* _LIST OF TASKS_
**A)** Using the book description, explain in one to three sentences how Enzo has educated himself.
**B)** Reproduce the part of the book description starting at "Through Denny, Enzo" and ending at "have been through.".

* _EXCERPT_
Enzo knows he is different from other dogs: a philosopher with a nearly human soul (and an obsession with opposable thumbs), he has educated himself by watching television extensively, and by listening very closely to the words of his master, Denny Swift, an up-and-coming race car driver.
Through Denny, Enzo has gained tremendous insight into the human condition, and he sees that life, like racing, isn’t simply about going fast. On the eve of his death, Enzo takes stock of his life, recalling all that he and his family have been through.
A heart-wrenching but deeply funny and ultimately uplifting story of family, love, loyalty, and hope, The Art of Racing in the Rain is a beautifully crafted and captivating look at the wonders and absurdities of human life…as only a dog could tell it.
Description taken from Goodreads.

* _GIVEN MATERIAL_
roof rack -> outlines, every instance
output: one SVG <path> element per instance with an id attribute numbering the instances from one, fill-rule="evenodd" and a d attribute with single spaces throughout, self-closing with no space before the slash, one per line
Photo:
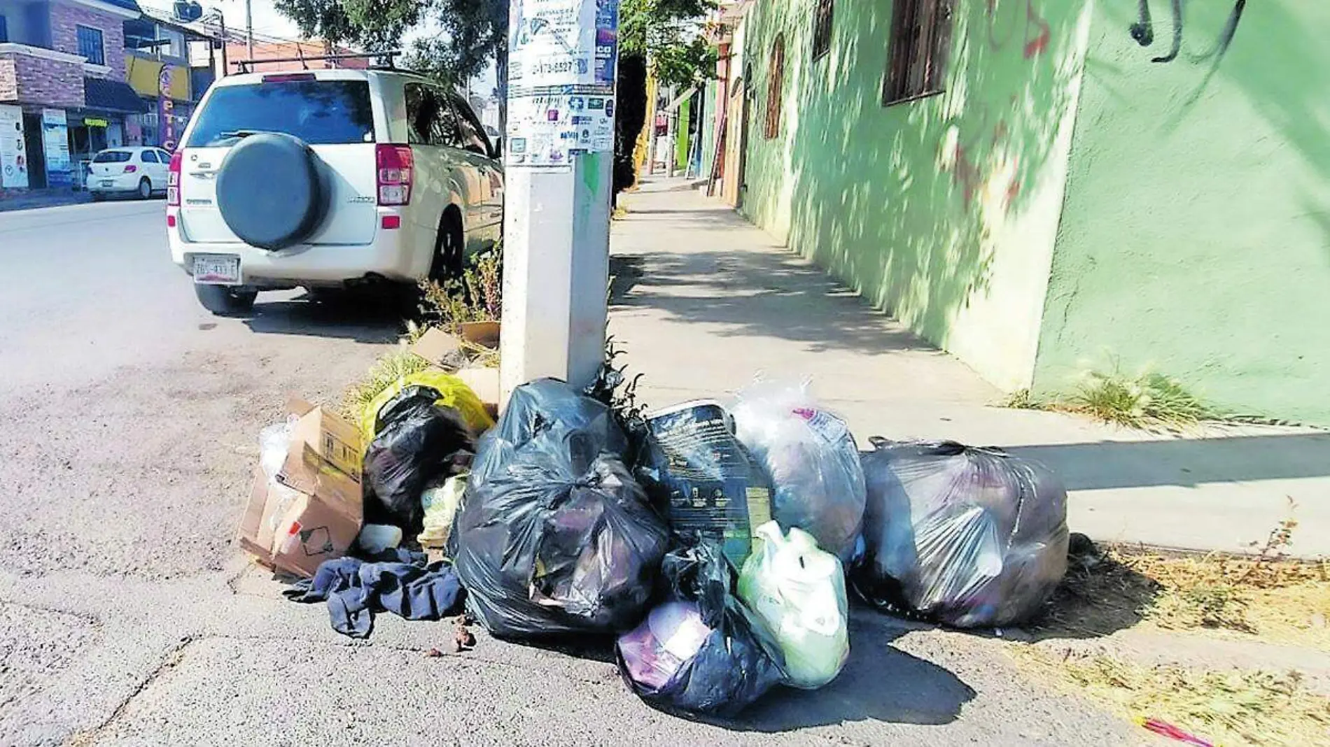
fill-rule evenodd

* _EXPECTED RESPONSES_
**A)** Enzo has educated himself by watching a great deal of television and by listening very closely to the words of his master, Denny Swift, an up-and-coming race car driver.

**B)**
Through Denny, Enzo has gained tremendous insight into the human condition, and he sees that life, like racing, isn’t simply about going fast. On the eve of his death, Enzo takes stock of his life, recalling all that he and his family have been through.